- **Goal**: Recast every line of the items below as a JSON list of strings, one string per line, omitting blank lines and leaving the pictures out.

## Start Extracted records

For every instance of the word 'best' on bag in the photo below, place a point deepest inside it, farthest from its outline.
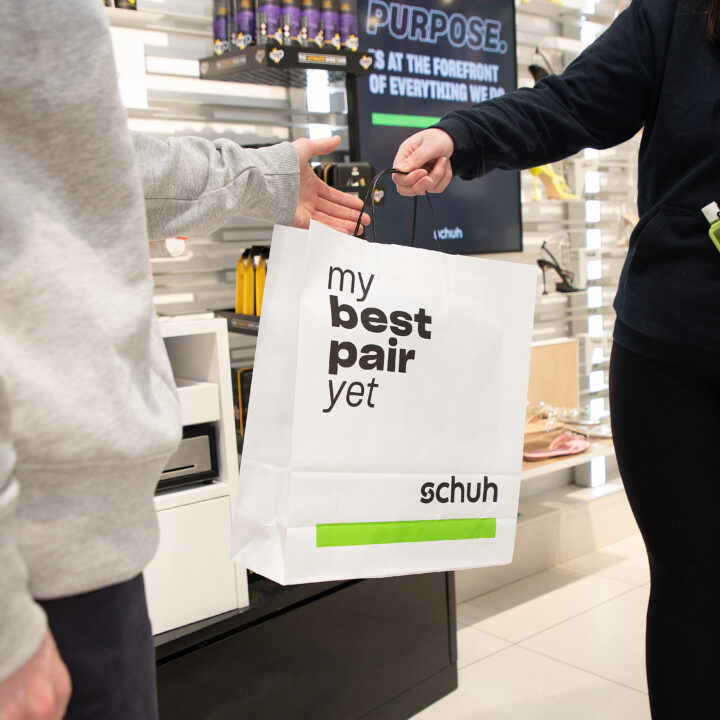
(385, 427)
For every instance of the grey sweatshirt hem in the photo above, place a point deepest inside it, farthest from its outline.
(261, 184)
(23, 623)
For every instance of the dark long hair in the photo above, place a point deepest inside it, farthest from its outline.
(713, 27)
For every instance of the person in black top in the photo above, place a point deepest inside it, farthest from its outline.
(656, 68)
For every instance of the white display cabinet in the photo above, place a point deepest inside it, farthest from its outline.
(192, 576)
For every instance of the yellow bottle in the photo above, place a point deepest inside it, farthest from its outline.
(260, 274)
(240, 286)
(555, 186)
(249, 287)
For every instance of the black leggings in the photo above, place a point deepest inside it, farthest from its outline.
(666, 425)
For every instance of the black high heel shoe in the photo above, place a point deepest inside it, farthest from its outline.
(566, 277)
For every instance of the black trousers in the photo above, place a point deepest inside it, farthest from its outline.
(666, 425)
(105, 639)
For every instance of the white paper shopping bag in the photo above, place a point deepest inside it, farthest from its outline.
(385, 427)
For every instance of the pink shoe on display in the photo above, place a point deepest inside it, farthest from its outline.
(562, 445)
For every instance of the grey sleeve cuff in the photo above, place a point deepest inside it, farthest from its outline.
(22, 622)
(193, 186)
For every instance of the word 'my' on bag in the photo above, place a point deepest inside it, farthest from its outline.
(385, 428)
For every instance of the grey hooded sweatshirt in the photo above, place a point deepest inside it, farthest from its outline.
(88, 409)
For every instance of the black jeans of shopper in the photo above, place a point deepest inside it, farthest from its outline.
(666, 425)
(105, 639)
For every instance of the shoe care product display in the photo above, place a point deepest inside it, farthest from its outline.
(244, 23)
(348, 24)
(330, 23)
(565, 284)
(556, 188)
(250, 280)
(221, 26)
(267, 21)
(712, 214)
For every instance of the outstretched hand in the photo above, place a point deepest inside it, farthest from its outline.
(426, 156)
(317, 200)
(40, 689)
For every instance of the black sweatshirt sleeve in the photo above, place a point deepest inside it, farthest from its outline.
(602, 99)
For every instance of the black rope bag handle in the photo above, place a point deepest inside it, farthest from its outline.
(371, 195)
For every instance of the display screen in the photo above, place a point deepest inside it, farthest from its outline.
(431, 57)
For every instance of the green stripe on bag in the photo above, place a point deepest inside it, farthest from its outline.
(385, 533)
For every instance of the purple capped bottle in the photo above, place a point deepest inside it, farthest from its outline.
(244, 22)
(290, 20)
(309, 21)
(347, 22)
(268, 20)
(220, 26)
(329, 22)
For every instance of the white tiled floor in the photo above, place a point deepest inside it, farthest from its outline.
(560, 645)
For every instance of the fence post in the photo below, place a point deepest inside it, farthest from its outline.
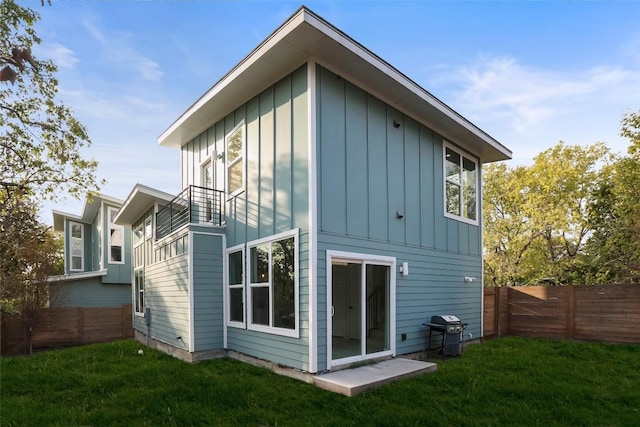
(571, 312)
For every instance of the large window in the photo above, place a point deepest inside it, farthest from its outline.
(273, 284)
(116, 239)
(235, 160)
(460, 185)
(76, 239)
(236, 287)
(139, 290)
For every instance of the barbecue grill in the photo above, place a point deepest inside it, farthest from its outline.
(452, 331)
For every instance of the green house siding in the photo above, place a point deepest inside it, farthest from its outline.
(90, 292)
(167, 298)
(371, 170)
(380, 191)
(435, 285)
(288, 351)
(207, 267)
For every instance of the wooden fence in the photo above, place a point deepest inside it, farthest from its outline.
(609, 313)
(60, 327)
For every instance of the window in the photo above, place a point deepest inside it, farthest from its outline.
(76, 240)
(139, 290)
(461, 183)
(273, 287)
(148, 230)
(235, 160)
(236, 287)
(138, 235)
(116, 239)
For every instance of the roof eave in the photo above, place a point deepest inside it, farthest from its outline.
(304, 37)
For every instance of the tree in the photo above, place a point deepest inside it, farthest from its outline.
(41, 146)
(29, 253)
(615, 215)
(537, 218)
(40, 140)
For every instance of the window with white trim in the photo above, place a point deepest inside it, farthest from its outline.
(235, 160)
(116, 239)
(273, 284)
(235, 267)
(139, 290)
(76, 240)
(460, 185)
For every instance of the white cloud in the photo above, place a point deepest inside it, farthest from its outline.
(62, 56)
(119, 50)
(531, 108)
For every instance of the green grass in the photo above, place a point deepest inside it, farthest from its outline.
(513, 381)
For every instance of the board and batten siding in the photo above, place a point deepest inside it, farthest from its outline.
(376, 164)
(275, 197)
(207, 268)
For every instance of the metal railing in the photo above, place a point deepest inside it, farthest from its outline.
(194, 205)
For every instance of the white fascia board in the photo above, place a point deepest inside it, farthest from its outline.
(76, 276)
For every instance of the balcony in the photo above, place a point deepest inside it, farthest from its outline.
(194, 205)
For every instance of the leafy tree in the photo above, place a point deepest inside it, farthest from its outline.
(41, 146)
(537, 218)
(29, 253)
(40, 140)
(615, 215)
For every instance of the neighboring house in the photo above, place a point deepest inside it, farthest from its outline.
(97, 257)
(331, 206)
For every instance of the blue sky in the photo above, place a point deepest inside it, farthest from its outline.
(528, 73)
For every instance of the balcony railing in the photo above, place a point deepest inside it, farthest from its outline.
(195, 205)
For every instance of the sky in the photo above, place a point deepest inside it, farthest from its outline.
(529, 73)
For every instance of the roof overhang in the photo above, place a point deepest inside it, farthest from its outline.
(307, 37)
(138, 202)
(89, 211)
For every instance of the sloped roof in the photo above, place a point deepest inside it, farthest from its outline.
(138, 202)
(89, 211)
(306, 36)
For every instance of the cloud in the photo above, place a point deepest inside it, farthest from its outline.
(62, 56)
(119, 50)
(501, 88)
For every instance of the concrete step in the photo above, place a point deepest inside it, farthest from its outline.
(356, 380)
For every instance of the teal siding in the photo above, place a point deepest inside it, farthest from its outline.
(90, 292)
(280, 349)
(434, 286)
(167, 296)
(375, 163)
(207, 252)
(116, 273)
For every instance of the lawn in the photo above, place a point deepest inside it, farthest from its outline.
(512, 381)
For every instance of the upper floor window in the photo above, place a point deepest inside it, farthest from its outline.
(76, 240)
(116, 239)
(235, 160)
(273, 284)
(460, 185)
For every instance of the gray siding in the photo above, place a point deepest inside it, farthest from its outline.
(90, 292)
(434, 286)
(167, 296)
(207, 253)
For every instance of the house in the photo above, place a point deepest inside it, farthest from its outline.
(330, 206)
(97, 262)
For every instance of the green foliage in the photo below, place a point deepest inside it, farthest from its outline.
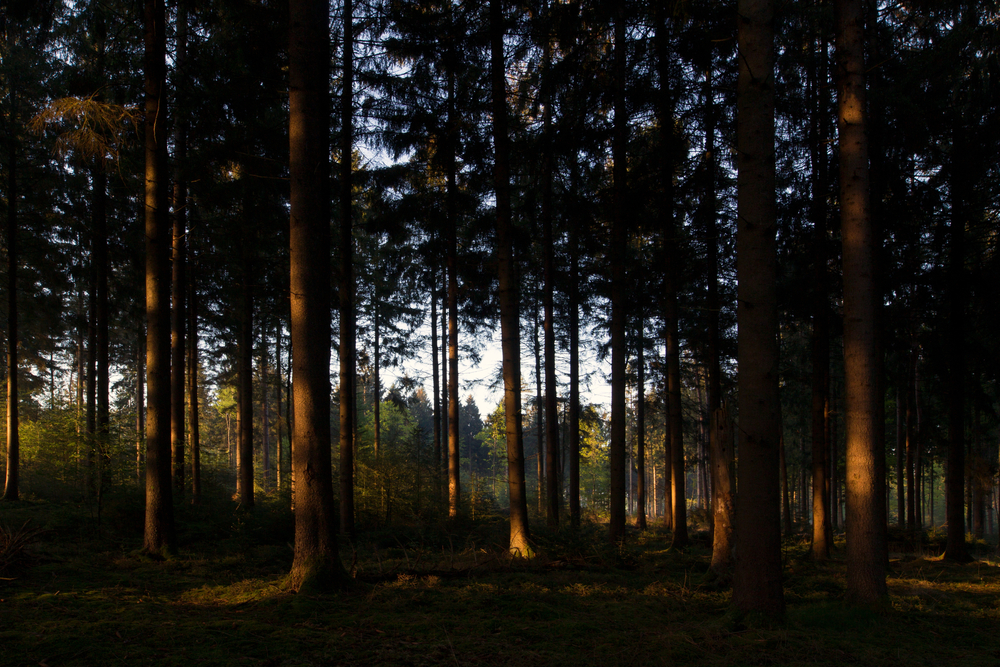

## End Extracted records

- **Correct response**:
[
  "For every instance of the word 'best' on bag in the photo below, place a point deepest inside it, farthest from its outline.",
  "(385, 427)",
  "For every instance of the grey sweatshirt hem in the photo above, place a point deepest inside it, farthest from its outline.",
  "(261, 184)",
  "(23, 623)",
  "For every instance of the dark long hair in the photo above, place a point deepest inside it, farthest from its outline.",
  "(713, 27)",
  "For every instance of the person in black top in the photo above, place a point deepest inside it, farthest from its outline.",
  "(656, 68)",
  "For every instance of the white display cabinet in the photo above, place a point deepest inside it, farthest from its outline.",
  "(192, 576)",
  "For every instance of the yellow bottle in the photo above, place a point deepest inside it, farthest from its outline.",
  "(260, 274)",
  "(240, 286)",
  "(555, 186)",
  "(249, 287)",
  "For every instance of the black leggings in the photo above, place a point deepest inside it, farthest from its outline.",
  "(666, 425)",
  "For every instance of the black high heel shoe in the photo above, place a point deepest inside it, farthest from its outline.",
  "(566, 277)",
  "For every instance of the black trousers in the photo above, place a point deepest inside it, farthest from its outline.",
  "(666, 425)",
  "(105, 639)",
  "For every instance of the white paper shopping bag in the photo above, place a point deepest inside it, farthest from its outline.",
  "(385, 427)",
  "For every instance of the pink shoe on display in the photo above, place a point deepest inside it, farthest from its outline.",
  "(562, 445)",
  "For every instance of the grey sleeve cuff in the photo above, place a point deepest inside it, farthest from its outline.",
  "(22, 622)",
  "(193, 186)",
  "For every instance of the word 'my' on bag in the photo above, place a point deepest inside it, farthest from its outline.",
  "(385, 428)",
  "For every instance of the grey hooded sweatshirt in the photo above, place a point deepest inside it, farthest from its outline.",
  "(88, 409)",
  "For every instance of the black jeans of shopper in the photo above, place a point deepest inside it, farthest from its outline.",
  "(666, 425)",
  "(105, 639)",
  "For every instance of the shoe care product display in the photo above, place a point deepest inside it, farthest from its outline.",
  "(244, 23)",
  "(348, 24)",
  "(330, 23)",
  "(565, 284)",
  "(556, 188)",
  "(250, 280)",
  "(221, 26)",
  "(267, 21)",
  "(712, 214)",
  "For every instance of the outstretched hand in the photo above, place a point deepest inside it, farthest from its outline.",
  "(426, 156)",
  "(317, 200)",
  "(40, 689)",
  "For every instance of the black sweatshirt sleeve in the photo above, place a point deepest inside it, farthest from its outline.",
  "(602, 99)",
  "For every instance of the black rope bag handle in the photo above, place a point deepest inside it, farthest from its outline.",
  "(371, 195)",
  "For every instance of the display screen in the photo above, place a point deepest inside it, farthest from its outline.",
  "(431, 57)",
  "For every instance of the green stripe on bag in the photo above, place a point deepest inside it, farthest from its outline.",
  "(385, 533)",
  "For every instance of the purple capped bottle in the photo above, place a point deepest inside it, farthest from its outline.",
  "(244, 22)",
  "(290, 20)",
  "(309, 21)",
  "(347, 22)",
  "(268, 20)",
  "(220, 26)",
  "(329, 22)",
  "For every instance of the white tiled floor in the photo above, place a point deepest inside it, farthest from its outline.",
  "(560, 645)",
  "For every instance of the fence post in the photo below, place a point deepest inside it, farthest from its outline.",
  "(571, 312)",
  "For every instance of the large window in the photo above, place a point deepest inside it, farthest from its outline.",
  "(273, 284)",
  "(116, 239)",
  "(235, 160)",
  "(460, 185)",
  "(76, 239)",
  "(236, 287)",
  "(139, 290)",
  "For every instance of the barbecue grill in the photo above, place a point deepest inside it, farthest from its outline.",
  "(452, 331)",
  "For every instance of the green house siding in the photo above, place a point deepest inside it, farthest from its outline.",
  "(90, 292)",
  "(167, 298)",
  "(371, 170)",
  "(380, 191)",
  "(435, 285)",
  "(288, 351)",
  "(207, 267)",
  "For every instance of the wooden fence in the photo above, place a point deepest inside it, farthest from its outline.",
  "(609, 313)",
  "(60, 327)",
  "For every instance of the window in the photo above, place a point deepest inside it, farthest from its outline.",
  "(76, 240)",
  "(139, 290)",
  "(461, 183)",
  "(273, 287)",
  "(148, 230)",
  "(235, 160)",
  "(236, 287)",
  "(138, 235)",
  "(116, 239)",
  "For every instance of the roof eave in the photo above, place a point deepest inside it, farthest from its outline.",
  "(304, 37)",
  "For every instance of the tree in the photo above, place a point deepest inside it, farthest from its outline.",
  "(41, 146)",
  "(29, 253)",
  "(615, 215)",
  "(537, 218)",
  "(40, 140)",
  "For every instance of the window with white trim in the photo above, place a point deepest inside it, farthest from its outline.",
  "(235, 160)",
  "(116, 239)",
  "(273, 284)",
  "(235, 267)",
  "(139, 290)",
  "(76, 240)",
  "(460, 185)",
  "For every instance of the white cloud in the photo above, place a point deepest inside it, farthest from its outline.",
  "(62, 56)",
  "(119, 50)",
  "(531, 108)",
  "For every instance of the green grass in the photo above, place a point deepest inside it, farthest from its outline.",
  "(513, 381)",
  "For every instance of the board and batten siding in the photo above, place a point deepest inside it, farthest from its outline.",
  "(376, 164)",
  "(275, 197)",
  "(207, 268)",
  "For every instance of the metal railing in the photo above, place a point deepest inside it, farthest from its outline.",
  "(194, 205)",
  "For every instance of the white fascia board in the photo above, place a point deepest inside it, farthest from its outline.",
  "(76, 276)",
  "For every instance of the balcony in the photo above, place a point deepest inside it, farthest from its outline.",
  "(194, 205)",
  "For every instance of the leafy tree in the photo above, place a point deepest inside it, farthest from its outline.",
  "(41, 146)",
  "(537, 218)",
  "(29, 253)",
  "(40, 140)",
  "(615, 215)",
  "For every instance of the neighboring house in the photo above, place a point deepest inside it, farthest from its outline.",
  "(97, 257)",
  "(331, 206)",
  "For every instance of the blue sky in the photo above, place a point deepest inside it, farthest from its outline.",
  "(528, 73)",
  "For every instance of the balcony railing in the photo above, place a point deepest inside it, farthest from its outline.",
  "(195, 205)",
  "For every instance of the sky in the photo above, place a point deepest inside it, farthest from its outline.",
  "(529, 73)",
  "For every instance of the roof overhang in the photo above, place a point deepest inside it, farthest from its outline.",
  "(307, 37)",
  "(138, 202)",
  "(89, 211)",
  "For every instance of the sloped roof in the photo above, place a point deepest inside it, farthest from its outline.",
  "(138, 202)",
  "(89, 211)",
  "(306, 36)",
  "For every instance of the cloud in the photo above, place a point deepest inside it, farthest from its outline.",
  "(62, 56)",
  "(119, 50)",
  "(501, 88)",
  "For every instance of the concrete step in the photo above, place a point deepest inside it, farthest from its outline.",
  "(356, 380)",
  "For every instance of the teal siding in the photo above, place a point deepest inside it, farthest from its outline.",
  "(90, 292)",
  "(280, 349)",
  "(434, 286)",
  "(167, 296)",
  "(375, 163)",
  "(207, 252)",
  "(116, 273)",
  "For every instance of the lawn in the photo above, place a point deepest inside it, farthest from its outline.",
  "(512, 381)",
  "For every instance of the upper floor window in the photo above, place a point deepest inside it, farthest from its outline.",
  "(76, 240)",
  "(116, 239)",
  "(235, 160)",
  "(273, 284)",
  "(460, 185)",
  "For every instance of the gray siding in the photo above, place a point deepest inside it, farthest from its outline.",
  "(90, 292)",
  "(434, 286)",
  "(167, 296)",
  "(207, 253)",
  "For every instance of the house in the photo above, place a point deepest inside it, farthest from its outline.",
  "(330, 206)",
  "(97, 262)",
  "For every instance of the green foliage in the photo below, place a point deepest inside it, farthest from its outline."
]